--- EXERCISE REQUIREMENTS ---
Make an exact copy of all the entries below, with the pictures left out.

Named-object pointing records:
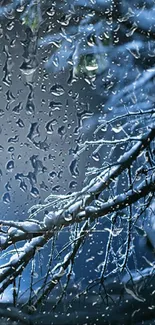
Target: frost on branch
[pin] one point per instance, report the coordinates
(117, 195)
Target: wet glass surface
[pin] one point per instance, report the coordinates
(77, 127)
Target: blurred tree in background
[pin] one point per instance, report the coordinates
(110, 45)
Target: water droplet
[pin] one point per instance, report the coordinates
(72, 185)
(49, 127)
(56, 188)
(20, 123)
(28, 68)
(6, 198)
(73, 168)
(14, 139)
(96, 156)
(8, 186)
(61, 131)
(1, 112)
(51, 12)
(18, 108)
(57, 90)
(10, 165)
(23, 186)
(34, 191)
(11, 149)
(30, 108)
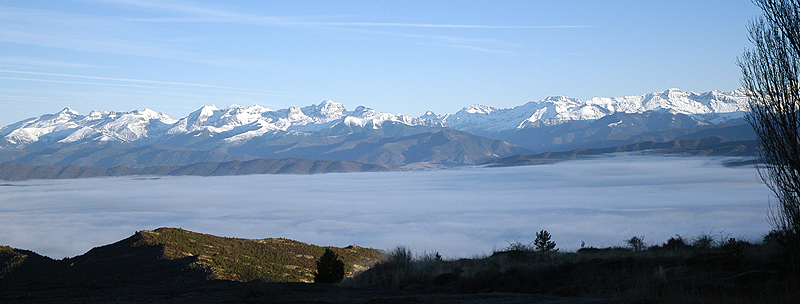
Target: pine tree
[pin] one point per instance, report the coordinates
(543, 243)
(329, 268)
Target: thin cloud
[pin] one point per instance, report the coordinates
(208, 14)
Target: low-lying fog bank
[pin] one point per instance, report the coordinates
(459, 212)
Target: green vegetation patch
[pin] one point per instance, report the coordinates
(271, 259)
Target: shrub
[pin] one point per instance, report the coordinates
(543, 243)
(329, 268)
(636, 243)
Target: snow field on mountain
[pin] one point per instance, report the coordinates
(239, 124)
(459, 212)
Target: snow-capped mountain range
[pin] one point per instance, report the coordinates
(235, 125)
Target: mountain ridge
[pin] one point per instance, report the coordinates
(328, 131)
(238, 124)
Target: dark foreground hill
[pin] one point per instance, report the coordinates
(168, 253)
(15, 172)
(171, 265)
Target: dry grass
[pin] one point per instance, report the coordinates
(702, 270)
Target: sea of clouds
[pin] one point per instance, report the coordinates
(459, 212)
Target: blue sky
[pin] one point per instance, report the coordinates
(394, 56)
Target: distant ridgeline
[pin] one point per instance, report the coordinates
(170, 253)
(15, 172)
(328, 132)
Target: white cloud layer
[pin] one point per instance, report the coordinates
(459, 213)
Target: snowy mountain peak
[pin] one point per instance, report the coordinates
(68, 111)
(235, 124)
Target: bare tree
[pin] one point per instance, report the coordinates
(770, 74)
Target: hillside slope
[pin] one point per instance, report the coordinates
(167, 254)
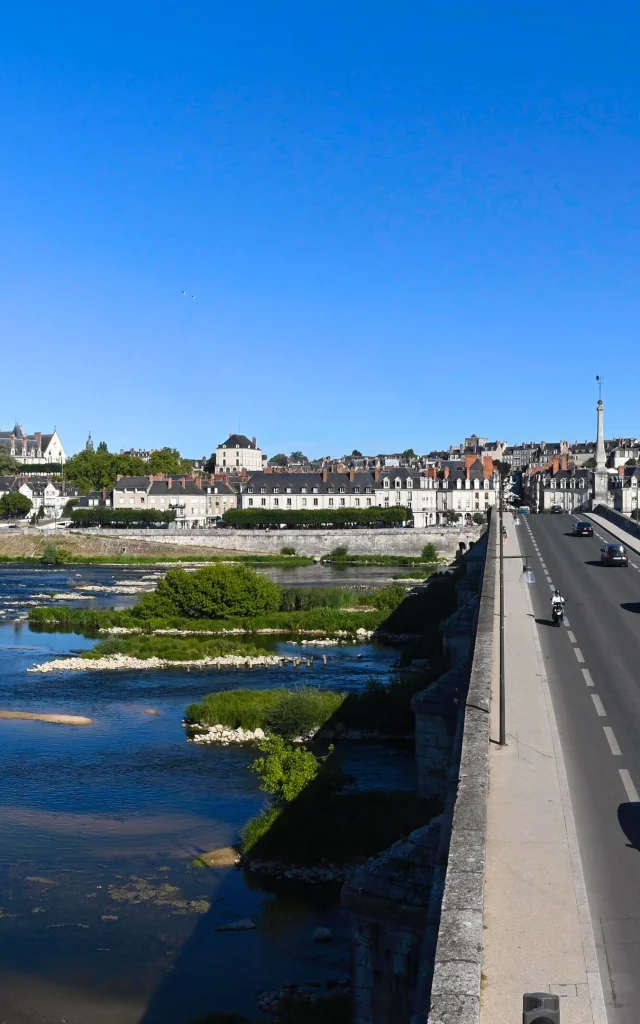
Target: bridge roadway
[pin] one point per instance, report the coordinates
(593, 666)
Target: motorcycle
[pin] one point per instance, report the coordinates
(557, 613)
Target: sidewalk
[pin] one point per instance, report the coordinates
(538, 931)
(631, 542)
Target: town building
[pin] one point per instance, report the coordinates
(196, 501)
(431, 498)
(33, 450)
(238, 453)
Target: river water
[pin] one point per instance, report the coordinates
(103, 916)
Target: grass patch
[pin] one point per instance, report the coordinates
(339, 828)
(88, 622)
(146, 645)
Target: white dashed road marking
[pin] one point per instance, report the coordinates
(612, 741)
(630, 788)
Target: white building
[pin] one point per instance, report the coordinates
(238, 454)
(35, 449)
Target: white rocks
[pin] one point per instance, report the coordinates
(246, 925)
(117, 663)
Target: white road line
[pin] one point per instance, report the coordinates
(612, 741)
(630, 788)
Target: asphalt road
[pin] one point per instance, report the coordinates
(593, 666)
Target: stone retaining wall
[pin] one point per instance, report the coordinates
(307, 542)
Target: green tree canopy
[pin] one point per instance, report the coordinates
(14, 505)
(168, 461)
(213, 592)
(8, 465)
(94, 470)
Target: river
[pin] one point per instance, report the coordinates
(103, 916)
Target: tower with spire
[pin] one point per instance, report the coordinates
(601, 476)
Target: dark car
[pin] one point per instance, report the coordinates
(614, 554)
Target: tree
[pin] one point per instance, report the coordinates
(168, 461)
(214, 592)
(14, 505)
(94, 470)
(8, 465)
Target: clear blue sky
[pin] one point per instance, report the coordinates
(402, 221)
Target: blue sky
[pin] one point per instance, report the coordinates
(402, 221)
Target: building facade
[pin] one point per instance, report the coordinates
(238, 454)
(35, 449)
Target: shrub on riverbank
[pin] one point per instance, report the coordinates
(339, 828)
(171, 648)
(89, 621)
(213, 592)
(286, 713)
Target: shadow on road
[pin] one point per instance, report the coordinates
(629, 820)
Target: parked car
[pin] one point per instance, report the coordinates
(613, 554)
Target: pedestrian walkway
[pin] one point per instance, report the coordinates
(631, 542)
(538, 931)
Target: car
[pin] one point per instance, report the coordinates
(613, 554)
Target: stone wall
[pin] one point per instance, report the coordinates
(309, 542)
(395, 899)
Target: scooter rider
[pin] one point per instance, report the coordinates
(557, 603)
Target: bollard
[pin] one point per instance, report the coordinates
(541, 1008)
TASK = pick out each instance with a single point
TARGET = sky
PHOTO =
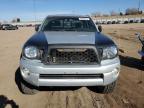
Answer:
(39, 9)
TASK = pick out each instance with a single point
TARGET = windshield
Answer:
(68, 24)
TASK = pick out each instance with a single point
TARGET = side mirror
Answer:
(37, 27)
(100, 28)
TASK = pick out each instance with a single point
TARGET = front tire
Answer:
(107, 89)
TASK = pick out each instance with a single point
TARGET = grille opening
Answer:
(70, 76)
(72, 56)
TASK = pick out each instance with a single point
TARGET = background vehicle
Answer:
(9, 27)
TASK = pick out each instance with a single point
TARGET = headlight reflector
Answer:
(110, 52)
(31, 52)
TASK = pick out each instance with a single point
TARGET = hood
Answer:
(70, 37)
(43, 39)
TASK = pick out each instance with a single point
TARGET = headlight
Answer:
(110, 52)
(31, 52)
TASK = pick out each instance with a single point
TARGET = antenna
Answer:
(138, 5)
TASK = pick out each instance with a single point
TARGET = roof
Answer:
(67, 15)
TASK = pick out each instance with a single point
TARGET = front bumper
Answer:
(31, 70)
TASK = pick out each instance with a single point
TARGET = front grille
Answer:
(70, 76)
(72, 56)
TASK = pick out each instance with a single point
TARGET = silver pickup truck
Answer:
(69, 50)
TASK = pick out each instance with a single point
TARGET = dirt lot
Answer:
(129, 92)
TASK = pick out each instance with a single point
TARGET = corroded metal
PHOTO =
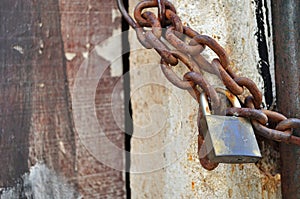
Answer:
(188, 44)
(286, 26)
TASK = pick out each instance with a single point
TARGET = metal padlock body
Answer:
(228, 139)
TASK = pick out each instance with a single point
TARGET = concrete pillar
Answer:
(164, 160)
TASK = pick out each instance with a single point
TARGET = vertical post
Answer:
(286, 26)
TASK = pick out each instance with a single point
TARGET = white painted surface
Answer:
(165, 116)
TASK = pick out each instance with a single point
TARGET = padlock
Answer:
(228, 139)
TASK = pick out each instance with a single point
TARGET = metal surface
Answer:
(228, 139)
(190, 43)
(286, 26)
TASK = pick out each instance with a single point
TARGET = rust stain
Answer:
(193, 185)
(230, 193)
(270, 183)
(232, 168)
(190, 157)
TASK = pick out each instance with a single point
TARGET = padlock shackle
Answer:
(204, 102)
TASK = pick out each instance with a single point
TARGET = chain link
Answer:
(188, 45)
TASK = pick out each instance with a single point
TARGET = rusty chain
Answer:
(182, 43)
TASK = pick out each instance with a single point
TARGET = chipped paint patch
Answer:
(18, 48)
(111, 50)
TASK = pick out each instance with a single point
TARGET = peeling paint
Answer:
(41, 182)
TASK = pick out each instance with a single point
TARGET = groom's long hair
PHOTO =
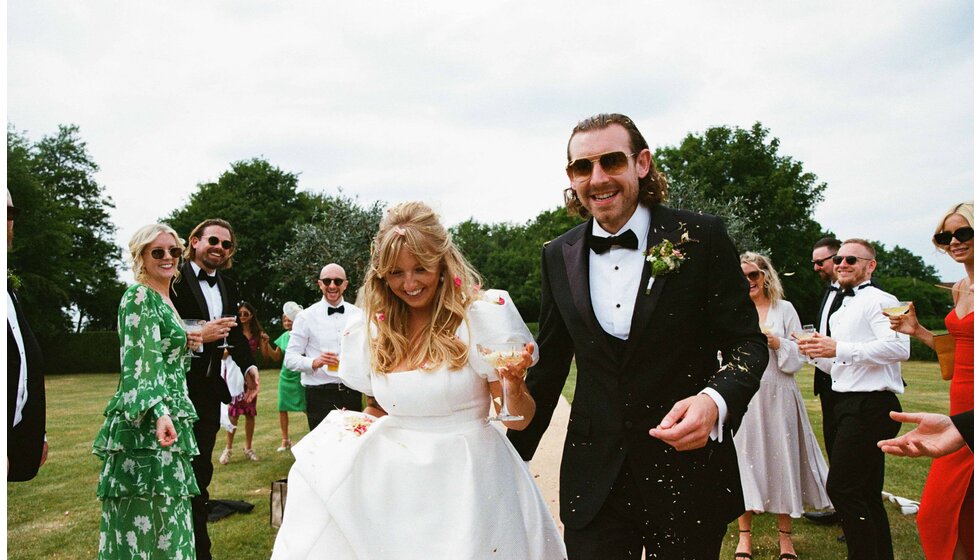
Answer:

--- RESPONSE ---
Target: frost on branch
[pin] one point per instance, report the coordinates
(117, 195)
Target: wet glass surface
[pin] one point per instance, report the coordinates
(77, 127)
Target: blurred tree in background
[pin] one point per instance, report the coordinates
(110, 45)
Target: water droplet
[pin] one point per instance, report the coordinates
(72, 185)
(49, 127)
(56, 188)
(20, 123)
(28, 68)
(6, 198)
(73, 168)
(14, 139)
(96, 156)
(8, 186)
(61, 131)
(1, 112)
(51, 12)
(18, 108)
(57, 90)
(10, 165)
(23, 186)
(34, 191)
(11, 149)
(30, 108)
Target: pine tree
[pin] one point per instance, report the coordinates
(543, 243)
(329, 268)
Target: thin cloud
[pin] one point per instance, report the coordinates
(208, 14)
Target: low-lying fog bank
[pin] one point per instance, report the coordinates
(459, 212)
Target: green vegetation patch
[pin] one point per instance, report the coordinates
(271, 259)
Target: shrub
[pin] one point per instance, report the coordinates
(543, 243)
(329, 268)
(636, 243)
Target: snow field on mountain
[pin] one point per instance, report the coordinates
(239, 124)
(459, 212)
Target: snow-capped mountain range
[pin] one point per instance, report the coordinates
(235, 125)
Target: mountain ridge
[pin] one point per instance, report the coordinates
(328, 131)
(238, 124)
Target: dark foreground hill
[pin] one point per instance, report the coordinates
(168, 253)
(15, 172)
(171, 265)
Target: dry grass
[pin] one point per instance, report the coordinates
(702, 270)
Target: sea of clouds
[pin] one point per instance, report the coordinates
(459, 212)
Target: blue sky
[pin] one point per instance, report the coordinates
(394, 56)
Target: distant ridgeline
[pin] one point per instance, report the coordinates
(170, 253)
(15, 172)
(328, 132)
Target: white cloud layer
[pin] one point per instance, report the coordinates
(459, 213)
Target: snowy mountain peak
[pin] one point per instance, report the coordinates
(68, 111)
(235, 124)
Target: bare tree
[pin] one point per instance, report the coordinates
(770, 74)
Target: hillside slope
[pin] one point per instance, report the coordinates
(167, 254)
Target: bridge roadway
[pin] one point per instance, report the coordinates
(593, 666)
Target: motorcycle
[pin] one point per instance, report the coordinates
(557, 613)
Target: sidewalk
[pin] one point per instance, report the coordinates
(538, 931)
(631, 542)
Target: town building
[pin] one point per instance, report the coordinates
(196, 501)
(431, 498)
(33, 450)
(238, 453)
Target: river water
[pin] one point per instance, report the coordinates
(103, 916)
Target: grass patch
[pin] one point per instance, report the coordinates
(339, 828)
(88, 622)
(146, 645)
Target: white dashed road marking
[pin] one point per instance, report the coordinates
(612, 741)
(630, 788)
Target: white building
[pin] one point per instance, report the coordinates
(238, 454)
(35, 449)
Target: white rocks
[pin] one point per instance, report the coordinates
(246, 925)
(117, 663)
Target: white road line
[pin] one point per instance, report the coordinates
(612, 741)
(630, 788)
Target: asphalt road
[pin] one point per instance, report the coordinates
(593, 666)
Target: stone retaining wall
[pin] one point per instance, report the coordinates
(307, 542)
Target: green tree canopy
[pin] one point per instance, report the coordinates
(14, 505)
(168, 461)
(213, 592)
(8, 465)
(94, 470)
Target: river
[pin] one point per instance, report the coordinates
(103, 916)
Target: tower with spire
[pin] one point per instance, report the coordinates
(601, 476)
Target: dark car
[pin] one point per instance, report the coordinates
(614, 554)
Target: tree
[pin] one point per instance, report the coordinates
(168, 461)
(214, 592)
(14, 505)
(94, 470)
(8, 465)
Target: clear blue sky
[pin] one point per instance, report the coordinates
(402, 221)
Target: blue sky
[pin] one point per instance, report the coordinates
(402, 221)
Target: building facade
[pin] one point per instance, report the coordinates
(238, 454)
(35, 449)
Target: shrub on riverbank
[pin] one point per instance, report the coordinates
(339, 828)
(171, 648)
(89, 621)
(213, 592)
(286, 713)
Target: shadow on road
[pin] one point per instance, report the coordinates
(629, 820)
Target: parked car
[pin] one point per instance, report the coordinates
(613, 554)
Target: pedestrian walkway
[pin] one point per instance, report the coordinates
(631, 542)
(538, 931)
Target: car
[pin] one point per instance, report the coordinates
(613, 554)
Target: stone wall
[pin] one point per instance, report the coordinates
(309, 542)
(395, 899)
Target: scooter rider
[pin] one point per instance, report the coordinates
(557, 603)
Target: bollard
[pin] one point per instance, report the coordinates
(541, 1008)
TASK = pick out each instance with a single point
TARGET = sky
PHOTO =
Answer:
(39, 9)
TASK = pick out each instance with a single point
TARGET = windshield
Answer:
(68, 24)
TASK = pick out each instance with a single point
TARGET = side mirror
Answer:
(37, 27)
(100, 28)
TASK = pick out each instance with a single point
TARGET = front tire
Answer:
(107, 89)
TASK = pick out each instance with a single point
TARGET = grille opening
Answer:
(70, 76)
(72, 56)
TASK = pick out each instance with a single point
TARGET = background vehicle
Answer:
(9, 27)
TASK = pick out each instance with a single point
TARGET = headlight reflector
Answer:
(110, 52)
(31, 52)
TASK = pick out each instance with a single point
TARGET = hood
Answer:
(70, 37)
(43, 39)
TASK = pick out each instance with a single point
TARGET = headlight
Answer:
(110, 52)
(31, 52)
TASK = pick out each instance with a single point
TARGET = antenna
Answer:
(138, 5)
TASK = pick out each instance with a single point
TARGET = roof
Answer:
(67, 15)
TASK = pick out each instance with a single point
TARGET = front bumper
Answer:
(31, 70)
TASK = pick out each instance with a single point
TARGET = front grille
Answer:
(70, 76)
(72, 56)
TASK = pick out each instance with a single point
TARGET = silver pickup truck
Answer:
(69, 50)
TASK = pick out each instance with a single point
TARGET = dirt lot
Answer:
(129, 92)
TASK = pick out each instance with a single point
TARGET = corroded metal
PHOTO =
Answer:
(188, 44)
(286, 26)
TASK = pick out each instance with a single point
TARGET = metal padlock body
Answer:
(228, 139)
TASK = pick out each instance with a single point
TARGET = concrete pillar
Answer:
(164, 160)
TASK = pick out each instance with a single point
TARGET = vertical post
Answer:
(286, 26)
TASK = pick out each instance with a single point
TARGET = white painted surface
Answer:
(165, 116)
TASK = pick out each instance with a single point
TARGET = padlock
Answer:
(228, 139)
TASK = pick out each instance with a single point
TARGET = metal surface
Answer:
(228, 139)
(190, 43)
(286, 26)
TASK = pick out each instance with a single point
TARGET = rust stain
Answer:
(193, 185)
(230, 193)
(270, 183)
(232, 168)
(190, 157)
TASK = pick out each instance with a single point
TARGET = padlock shackle
Answer:
(204, 102)
TASK = pick out each instance with a single point
TARGET = chain link
Answer:
(188, 45)
TASK = pick out each instance with a single point
TARGET = rusty chain
Answer:
(182, 43)
TASK = pick out each instance with a single point
TARGET = chipped paint patch
Answer:
(18, 48)
(111, 50)
TASK = pick out each instance with a single point
TARGET = peeling paint
Answer:
(41, 182)
TASK = pick out each instance with a single point
TARGET = groom's long hair
PHOTO =
Answer:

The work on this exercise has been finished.